:: Request ::
Exactly as they appear, output all of the entries.

[Begin Stored data]

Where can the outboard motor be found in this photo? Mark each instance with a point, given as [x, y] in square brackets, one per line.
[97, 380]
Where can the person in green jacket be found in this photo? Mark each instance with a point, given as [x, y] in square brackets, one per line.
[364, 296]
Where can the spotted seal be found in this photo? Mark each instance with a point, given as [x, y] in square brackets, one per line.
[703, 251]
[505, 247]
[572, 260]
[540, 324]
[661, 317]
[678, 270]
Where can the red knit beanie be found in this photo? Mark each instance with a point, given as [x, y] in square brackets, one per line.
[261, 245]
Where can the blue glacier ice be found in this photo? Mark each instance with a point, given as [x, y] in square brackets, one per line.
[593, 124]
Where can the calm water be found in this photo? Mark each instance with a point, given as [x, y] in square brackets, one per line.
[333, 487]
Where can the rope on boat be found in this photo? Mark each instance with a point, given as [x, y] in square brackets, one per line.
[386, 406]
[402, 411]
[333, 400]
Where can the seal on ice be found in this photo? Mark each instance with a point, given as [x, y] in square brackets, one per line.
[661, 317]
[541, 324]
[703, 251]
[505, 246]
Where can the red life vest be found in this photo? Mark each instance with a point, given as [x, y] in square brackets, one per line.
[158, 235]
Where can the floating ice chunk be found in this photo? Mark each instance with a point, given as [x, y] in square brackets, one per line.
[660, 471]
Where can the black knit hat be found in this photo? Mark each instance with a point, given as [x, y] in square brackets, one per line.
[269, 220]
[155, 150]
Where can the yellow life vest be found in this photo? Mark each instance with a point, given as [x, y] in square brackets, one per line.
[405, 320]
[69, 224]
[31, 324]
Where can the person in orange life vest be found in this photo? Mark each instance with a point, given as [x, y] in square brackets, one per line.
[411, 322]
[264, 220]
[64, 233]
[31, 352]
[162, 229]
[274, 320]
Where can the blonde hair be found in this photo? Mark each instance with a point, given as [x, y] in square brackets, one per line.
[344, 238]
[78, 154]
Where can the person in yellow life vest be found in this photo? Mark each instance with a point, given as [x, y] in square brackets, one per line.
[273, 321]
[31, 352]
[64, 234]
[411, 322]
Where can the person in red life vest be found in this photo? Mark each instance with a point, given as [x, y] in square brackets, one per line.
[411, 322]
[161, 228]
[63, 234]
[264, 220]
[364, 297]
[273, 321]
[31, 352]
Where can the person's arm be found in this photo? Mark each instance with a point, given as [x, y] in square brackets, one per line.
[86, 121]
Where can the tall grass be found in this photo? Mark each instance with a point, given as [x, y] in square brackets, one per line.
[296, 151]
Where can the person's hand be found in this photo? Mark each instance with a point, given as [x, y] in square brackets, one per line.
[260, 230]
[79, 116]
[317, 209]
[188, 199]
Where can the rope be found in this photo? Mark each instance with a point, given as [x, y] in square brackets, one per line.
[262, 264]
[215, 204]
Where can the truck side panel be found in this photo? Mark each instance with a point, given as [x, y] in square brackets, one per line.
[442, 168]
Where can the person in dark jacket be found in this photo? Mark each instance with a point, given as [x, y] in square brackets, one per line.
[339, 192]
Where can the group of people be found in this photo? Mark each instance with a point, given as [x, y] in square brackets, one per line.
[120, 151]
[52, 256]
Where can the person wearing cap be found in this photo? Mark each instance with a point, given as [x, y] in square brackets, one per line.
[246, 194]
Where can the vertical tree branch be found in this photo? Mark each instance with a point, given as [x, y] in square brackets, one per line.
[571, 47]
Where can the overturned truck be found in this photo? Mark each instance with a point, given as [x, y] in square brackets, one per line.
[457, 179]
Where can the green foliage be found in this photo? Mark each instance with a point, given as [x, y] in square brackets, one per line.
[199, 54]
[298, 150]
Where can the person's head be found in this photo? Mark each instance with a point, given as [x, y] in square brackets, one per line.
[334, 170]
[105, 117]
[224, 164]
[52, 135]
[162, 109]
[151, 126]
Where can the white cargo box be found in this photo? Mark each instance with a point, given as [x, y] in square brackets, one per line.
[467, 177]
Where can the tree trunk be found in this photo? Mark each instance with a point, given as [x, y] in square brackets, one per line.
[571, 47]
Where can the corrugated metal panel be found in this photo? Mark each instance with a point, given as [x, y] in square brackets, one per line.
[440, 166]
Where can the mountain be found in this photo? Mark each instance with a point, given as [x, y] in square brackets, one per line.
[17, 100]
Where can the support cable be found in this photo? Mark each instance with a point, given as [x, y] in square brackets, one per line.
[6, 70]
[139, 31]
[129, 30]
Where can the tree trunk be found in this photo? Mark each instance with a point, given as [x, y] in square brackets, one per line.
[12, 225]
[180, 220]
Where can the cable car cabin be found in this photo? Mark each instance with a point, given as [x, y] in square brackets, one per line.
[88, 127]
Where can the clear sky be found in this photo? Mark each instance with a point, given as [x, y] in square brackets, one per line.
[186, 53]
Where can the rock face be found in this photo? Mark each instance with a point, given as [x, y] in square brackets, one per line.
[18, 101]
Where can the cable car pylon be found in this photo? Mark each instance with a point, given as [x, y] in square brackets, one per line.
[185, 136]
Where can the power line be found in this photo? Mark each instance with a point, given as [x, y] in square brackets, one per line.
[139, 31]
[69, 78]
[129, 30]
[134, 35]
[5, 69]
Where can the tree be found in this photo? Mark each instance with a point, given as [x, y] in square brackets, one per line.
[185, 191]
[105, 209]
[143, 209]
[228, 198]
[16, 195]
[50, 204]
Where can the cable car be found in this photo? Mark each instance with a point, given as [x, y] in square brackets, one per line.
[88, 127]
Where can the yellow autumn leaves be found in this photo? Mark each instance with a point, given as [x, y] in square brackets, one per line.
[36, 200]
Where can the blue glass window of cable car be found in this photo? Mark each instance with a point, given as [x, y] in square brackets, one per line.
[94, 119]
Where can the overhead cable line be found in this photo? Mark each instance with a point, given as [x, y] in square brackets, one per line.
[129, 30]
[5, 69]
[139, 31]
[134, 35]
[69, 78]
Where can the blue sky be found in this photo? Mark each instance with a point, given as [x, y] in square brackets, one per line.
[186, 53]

[End Stored data]

:: Final result ::
Where can the outboard motor be found in this photo? Mark each instance with a point, given as [x, y] in square brackets, one per line.
[97, 380]
Where can the person in green jacket be found in this photo? Mark each instance with a point, given as [x, y] in square brackets, one per line.
[364, 296]
Where can the spotted seal be found in this photo? Mark each instance with a point, given as [x, y] in square brackets, one per line.
[703, 251]
[505, 247]
[572, 260]
[540, 324]
[661, 317]
[678, 270]
Where can the red knit beanie be found in this photo? Mark each instance with a point, given as [x, y] in square brackets, one per line.
[261, 245]
Where can the blue glacier ice be found in this photo? Mark each instance with a point, given as [x, y] in square brackets, one per line.
[593, 124]
Where can the calm water be found in this photo? Mark each instance with a point, given as [x, y] in square brackets, one per line.
[333, 487]
Where can the rope on boat be found in this photo? Mark each instance with a point, given as [x, y] in square brackets, one per line.
[386, 406]
[402, 411]
[333, 400]
Where can the seal on ice be found in this photo? Mark each instance with a point, given as [x, y] in square brackets, one per line.
[661, 317]
[541, 324]
[703, 251]
[505, 246]
Where can the red life vest be found in this photo? Mark each instance with a point, given as [x, y] in square brackets, one per line.
[158, 235]
Where can the floating ice chunk be found in this photo? Mark each instance with a point, given as [x, y] in square brackets, one per line.
[660, 471]
Where can the black knit hat be found in this photo? Mark each instance with a point, given as [x, y] in square brackets, one per line.
[269, 220]
[155, 150]
Where can the yellow life vest be found in this photo? Mark each instance with a point, given as [x, y] in square brackets, one per line.
[405, 320]
[69, 224]
[31, 324]
Where can the person in orange life vest be found in this photo? Mark each instance with a point, given as [x, y] in square brackets, one per line.
[411, 322]
[264, 220]
[64, 233]
[31, 352]
[162, 229]
[274, 320]
Where can the blonde hair be found in this photo? Mark each instance with a point, given as [x, y] in square brackets, one per line.
[344, 238]
[78, 154]
Where can the person in yellow life vest be found in this photo? Mark each instance with a point, given as [x, y] in square brackets, one per line.
[273, 321]
[31, 352]
[64, 234]
[411, 322]
Where can the person in red life vest be found in this photo? Mark each instance with a point, given as [x, y] in square brackets, one per line.
[411, 322]
[161, 228]
[63, 234]
[264, 220]
[364, 297]
[273, 321]
[31, 352]
Where can the person's arm be found in this photo? Mark each instance with a point, given as [x, y] in square brackets, one per line.
[86, 121]
Where can the tall grass be found in this photo? Mark each instance with a point, given as [x, y] in square brackets, one per line.
[296, 151]
Where can the person's hand be found in this photo? Mark each instance with a point, given as [x, y] in square brackets, one per line.
[260, 230]
[79, 116]
[317, 209]
[188, 199]
Where can the rope be found in this photo? Mark each instance with a point, given as [x, y] in square brackets, one per line.
[262, 264]
[215, 204]
Where can the truck side panel be found in this photo? Mark each instance with a point, given as [x, y] in square brackets, one per line.
[442, 168]
Where can the person in dark jacket be found in this photo? Mark each instance with a point, given as [x, y] in square brackets, one per line.
[339, 192]
Where can the group of people be found in this photo? Mark each instance with a point, given as [x, y] in square brackets, one per line.
[120, 151]
[52, 256]
Where can the person wearing cap be found in this photo? Mark each instance with a point, given as [x, y] in square brackets, one per line.
[246, 194]
Where can the vertical tree branch be found in this photo? Mark each instance with a point, given as [x, y] in square brackets, one per line.
[571, 47]
Where can the overturned truck be found in this photo? Mark each instance with a point, given as [x, y] in square brackets, one per line.
[457, 179]
Where can the green foliage be found in this photo? Mark each instance with a point, given as [x, y] in square brackets, one per line.
[199, 54]
[298, 150]
Where can the person's head be found in this photo? Mark each instance with a point, given as [x, y] in square brackets, one per line.
[334, 170]
[105, 117]
[224, 164]
[52, 135]
[162, 109]
[151, 126]
Where can the white cargo box be found in this photo? Mark each instance with a point, given as [x, y] in square brackets, one per line.
[467, 177]
Where can the tree trunk be found in this photo? Mark each instance with a point, given as [x, y] in square brackets, one per line.
[571, 47]
Where can the corrugated metal panel be found in this photo? Mark each instance with a point, given as [x, y] in square brackets, one per line.
[440, 166]
Where can the mountain be found in this photo? Mark each instance with a point, given as [x, y] in square brackets, one per line.
[17, 100]
Where can the support cable be found in this photo? Mark each instance with a point, given as [x, y] in square brackets, one per line.
[6, 70]
[139, 31]
[129, 30]
Where can the tree trunk be found in this photo? Mark each instance with a point, given as [x, y] in square brackets, one per line.
[12, 225]
[180, 220]
Where can the cable car cabin be found in this photo? Mark each instance with a point, given as [x, y] in square brackets, one per line.
[88, 127]
Where can the clear sky be found in this photo? Mark each instance with a point, given as [x, y] in square brackets, one per line.
[186, 53]
Where can the rock face be found in this photo? Mark each instance with a point, given as [x, y] in square brackets, one per line.
[18, 101]
Where can the cable car pylon be found in this photo? Mark each instance with a point, given as [x, y] in square brackets, one per line.
[185, 136]
Where can the power line be found in this photo? Mark each instance with a point, given as [x, y] in square brackets, one per line.
[139, 31]
[69, 78]
[129, 30]
[134, 35]
[5, 69]
Where can the tree be found in this photo? Mark each instance with a point, given as [x, y] in square brackets, one per line.
[185, 191]
[105, 209]
[143, 209]
[228, 198]
[16, 195]
[50, 204]
Where can the cable car be found in this photo? Mark each instance with a point, given as [x, y] in square brackets, one per line.
[88, 127]
Where can the yellow autumn leaves be found in this photo? Mark each instance with a point, given as [x, y] in square brackets, one per line.
[36, 200]
Where can the blue glass window of cable car be found in this photo? Mark each instance with a point, given as [x, y] in square brackets, one per line.
[94, 119]
Where can the overhead cable line be found in this photo? Mark each instance with a point, given as [x, y] in square brackets, one per line.
[129, 30]
[5, 69]
[139, 31]
[134, 35]
[69, 78]
Where can the blue sky be found in this photo? Mark each instance with a point, given as [x, y] in square brackets, one per line.
[186, 53]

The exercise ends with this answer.